* TASK REQUIREMENTS *
Write out all of the material below word for word, leaving out the pictures.

* Point annotation dataset material *
<<<<
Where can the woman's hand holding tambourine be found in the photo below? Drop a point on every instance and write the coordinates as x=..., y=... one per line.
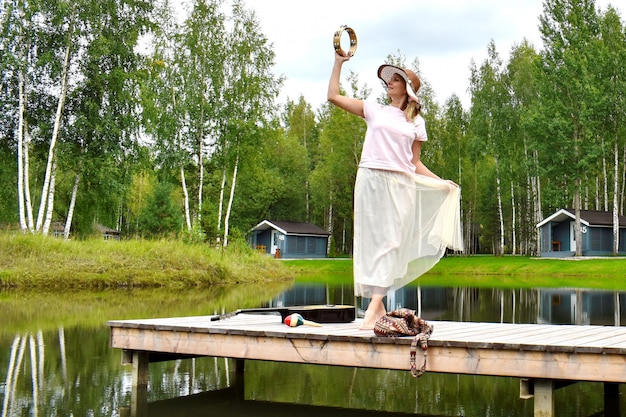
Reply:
x=337, y=41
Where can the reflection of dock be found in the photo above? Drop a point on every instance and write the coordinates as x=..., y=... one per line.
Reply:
x=543, y=356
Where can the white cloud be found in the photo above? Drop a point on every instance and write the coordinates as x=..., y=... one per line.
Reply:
x=444, y=35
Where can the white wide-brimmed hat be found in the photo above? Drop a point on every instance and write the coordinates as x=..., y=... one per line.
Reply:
x=385, y=72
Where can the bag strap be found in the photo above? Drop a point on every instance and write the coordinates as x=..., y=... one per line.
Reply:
x=423, y=340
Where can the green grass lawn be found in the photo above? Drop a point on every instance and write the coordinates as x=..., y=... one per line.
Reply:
x=490, y=272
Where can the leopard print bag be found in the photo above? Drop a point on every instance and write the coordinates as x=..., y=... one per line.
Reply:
x=403, y=322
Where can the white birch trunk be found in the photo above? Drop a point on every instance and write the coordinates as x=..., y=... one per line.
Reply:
x=621, y=209
x=185, y=197
x=330, y=223
x=605, y=179
x=597, y=193
x=50, y=203
x=616, y=201
x=537, y=202
x=220, y=207
x=46, y=190
x=20, y=156
x=27, y=200
x=500, y=214
x=70, y=211
x=200, y=179
x=514, y=220
x=230, y=201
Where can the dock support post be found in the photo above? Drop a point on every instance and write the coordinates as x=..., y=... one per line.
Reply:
x=544, y=398
x=611, y=400
x=239, y=377
x=139, y=393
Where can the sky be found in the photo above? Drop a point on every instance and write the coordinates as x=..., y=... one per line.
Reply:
x=444, y=35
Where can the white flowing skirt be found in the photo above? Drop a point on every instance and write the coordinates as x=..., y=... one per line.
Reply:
x=402, y=226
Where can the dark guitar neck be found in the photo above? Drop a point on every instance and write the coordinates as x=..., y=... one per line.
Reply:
x=317, y=313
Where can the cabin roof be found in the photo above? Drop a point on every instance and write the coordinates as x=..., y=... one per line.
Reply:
x=587, y=217
x=291, y=228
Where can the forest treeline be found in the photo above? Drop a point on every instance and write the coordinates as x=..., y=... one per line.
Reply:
x=120, y=113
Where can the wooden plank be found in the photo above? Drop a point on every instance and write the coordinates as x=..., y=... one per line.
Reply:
x=592, y=353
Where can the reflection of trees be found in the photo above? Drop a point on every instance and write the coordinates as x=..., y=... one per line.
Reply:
x=16, y=357
x=492, y=305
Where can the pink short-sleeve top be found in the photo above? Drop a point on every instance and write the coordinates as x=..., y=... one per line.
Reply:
x=389, y=138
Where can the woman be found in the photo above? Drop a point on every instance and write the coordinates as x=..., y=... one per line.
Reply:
x=404, y=215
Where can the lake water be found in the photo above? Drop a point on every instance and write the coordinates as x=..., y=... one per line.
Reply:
x=55, y=358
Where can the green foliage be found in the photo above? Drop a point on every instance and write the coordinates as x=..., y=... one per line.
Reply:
x=161, y=216
x=35, y=261
x=196, y=109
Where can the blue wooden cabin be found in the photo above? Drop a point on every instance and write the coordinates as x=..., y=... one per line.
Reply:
x=557, y=234
x=289, y=239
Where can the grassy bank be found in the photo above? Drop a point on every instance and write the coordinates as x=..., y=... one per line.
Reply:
x=490, y=272
x=28, y=261
x=36, y=262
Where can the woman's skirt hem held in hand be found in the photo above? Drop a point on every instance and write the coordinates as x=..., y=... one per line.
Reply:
x=403, y=225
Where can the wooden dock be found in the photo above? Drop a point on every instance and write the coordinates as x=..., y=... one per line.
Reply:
x=543, y=357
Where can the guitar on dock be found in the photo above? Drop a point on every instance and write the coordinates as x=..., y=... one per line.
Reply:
x=328, y=313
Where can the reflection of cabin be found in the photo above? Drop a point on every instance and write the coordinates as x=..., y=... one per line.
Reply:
x=557, y=233
x=57, y=229
x=583, y=307
x=108, y=233
x=289, y=239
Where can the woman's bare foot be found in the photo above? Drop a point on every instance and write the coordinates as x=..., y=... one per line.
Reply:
x=375, y=310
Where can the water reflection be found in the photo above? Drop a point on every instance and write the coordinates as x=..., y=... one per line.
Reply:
x=544, y=306
x=55, y=359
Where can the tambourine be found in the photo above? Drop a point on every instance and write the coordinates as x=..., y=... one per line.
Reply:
x=337, y=40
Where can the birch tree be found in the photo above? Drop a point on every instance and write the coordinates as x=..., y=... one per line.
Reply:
x=611, y=108
x=201, y=63
x=488, y=123
x=569, y=31
x=249, y=93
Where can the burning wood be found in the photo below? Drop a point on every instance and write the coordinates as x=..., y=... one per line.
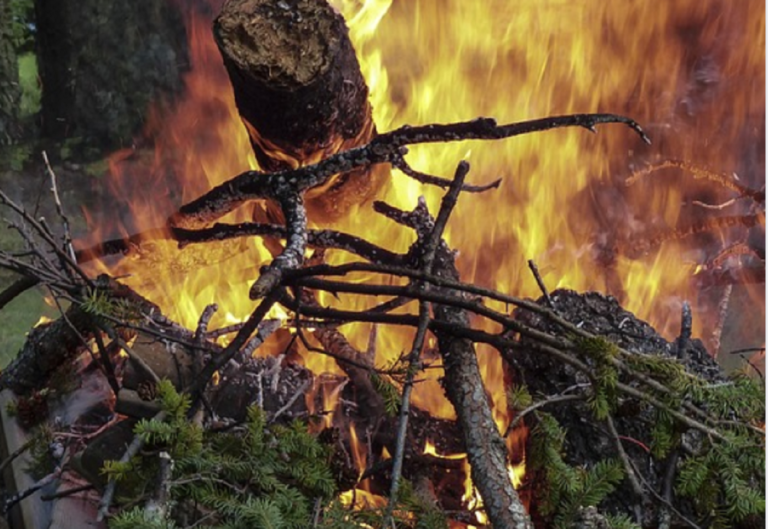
>>>>
* OUTPUT *
Where can the woman's hand holding tambourine be found in the photo below? Drop a point on every instance and write the coordinates as x=..., y=... one per line.
Reply:
x=337, y=41
Where can the reflection of dock be found in the photo above? Drop a point on every instance and write the coordinates as x=..., y=... one per line.
Reply:
x=543, y=356
Where can the white cloud be found in the photo above? Drop a point on every instance and write the coordinates as x=..., y=... one per line.
Reply:
x=444, y=35
Where can the white wide-brimmed hat be found in the photo above? Drop a point on every instance and write the coordinates as x=..., y=... one per line.
Reply:
x=385, y=72
Where can the bag strap be found in the photo above? Drop a point on every instance and write the coordinates as x=..., y=... one per line.
Reply:
x=423, y=340
Where can the green grass lawn be found in the photo above? Drop a point on every instance and write the coordinates as x=..., y=... one per line.
Reply:
x=490, y=272
Where can the leopard print bag be found in the photo above? Drop a point on every instance and write the coordinates as x=..., y=... one per line.
Reply:
x=403, y=322
Where can the white birch trunk be found in the photo above? Drop a point on every instance and write the coordinates as x=..., y=... one per line.
Reply:
x=621, y=209
x=185, y=197
x=330, y=223
x=605, y=179
x=597, y=193
x=50, y=203
x=616, y=201
x=537, y=202
x=220, y=207
x=46, y=190
x=20, y=156
x=27, y=200
x=500, y=214
x=70, y=211
x=200, y=179
x=514, y=220
x=230, y=201
Where can the dock support post be found in the photo above? Drop a point on every instance and write the coordinates as x=..., y=... one per line.
Reply:
x=544, y=398
x=611, y=400
x=239, y=377
x=139, y=393
Where can the sky be found in the photo above? Drop a point on every instance and write the coordinates as x=..., y=... one per line.
Reply:
x=444, y=35
Where can the white flowing skirt be found in the photo above? Drop a point on every instance and write the coordinates as x=..., y=... one per line.
Reply:
x=402, y=226
Where can the dark guitar neck be found in the photo above? Drop a point on every instance and write the coordinates as x=..., y=... one per line.
Reply:
x=317, y=313
Where can the cabin roof be found in the photo above? Drop a point on every instance and write the coordinates as x=..., y=... one per line.
Reply:
x=587, y=217
x=291, y=228
Where can the forest treeline be found in the photo above? Drop a point on every instance and write the coordinates as x=..., y=... one per line.
Reply:
x=120, y=113
Where can the wooden plank be found in the photo above? Drop a point on every instance and write the coordinates as x=..., y=... one per line.
Reply:
x=592, y=353
Where can the reflection of trees be found in the photo above? Drop a point on every instance and write the coordinates as x=..., y=... one per line.
Reply:
x=16, y=357
x=492, y=305
Where can the pink short-sleeve top be found in the photo above? Drop a point on every instance and write the coordinates as x=..., y=... one per line.
Reply:
x=389, y=138
Where can the woman be found in the photo above? Drop a point on every instance and write the coordinates as x=..., y=... one per line.
Reply:
x=404, y=215
Where can the lake water be found in the photo above? Drop a point on every instance and write the coordinates as x=..., y=... one per line.
Reply:
x=55, y=358
Where can the green foliage be found in the photo above? Drop a point on every instance and write the coordinates as x=..., y=... one per line.
Reply:
x=161, y=216
x=35, y=261
x=196, y=109
Where can the blue wooden cabin be found in the photo above? Drop a point on every instance and write the coordinates as x=..., y=... one per line.
Reply:
x=557, y=234
x=289, y=239
Where can the grassy bank be found in the photo above? Drop a point on every instance and write the coordinates as x=..., y=... one per line.
Reply:
x=490, y=272
x=28, y=261
x=36, y=262
Where can the woman's skirt hem held in hand be found in the photo above? Drop a point on every instance and write the coordinates as x=..., y=... one per line.
Reply:
x=403, y=225
Where can the wooden dock be found in the photo above? Drop a point on every instance and write the coordinates as x=..., y=... one per line.
Reply:
x=543, y=357
Where can the guitar on dock be found in the photo above? Drop a point on every instance and write the coordinates as x=..., y=... one per line.
Reply:
x=328, y=313
Where can the reflection of cabin be found in the photo above? Drop a point on every instance and write the coordinates as x=..., y=... one per line.
Reply:
x=557, y=233
x=57, y=229
x=583, y=307
x=108, y=233
x=289, y=239
Where can the woman's bare foot be found in the photo above? Drop a point on every instance and write the coordinates as x=..., y=... one per line.
Reply:
x=375, y=310
Where can the water reflection be found in the photo above? Drop a point on every instance and write the coordinates as x=..., y=... one per line.
Reply:
x=544, y=306
x=55, y=359
Where can the tambourine be found in the photo above? Drop a point on every instance and write the coordinates as x=..., y=... one per line.
Reply:
x=337, y=40
Where can the birch tree be found in the photo above? Drop a point on every instance and write the coordinates as x=..., y=... one per line.
Reply:
x=611, y=108
x=201, y=63
x=488, y=123
x=569, y=31
x=249, y=93
Where can the burning wood be found in the photo below? Drop a point on every instance and write the coordinates as x=..., y=... one per line.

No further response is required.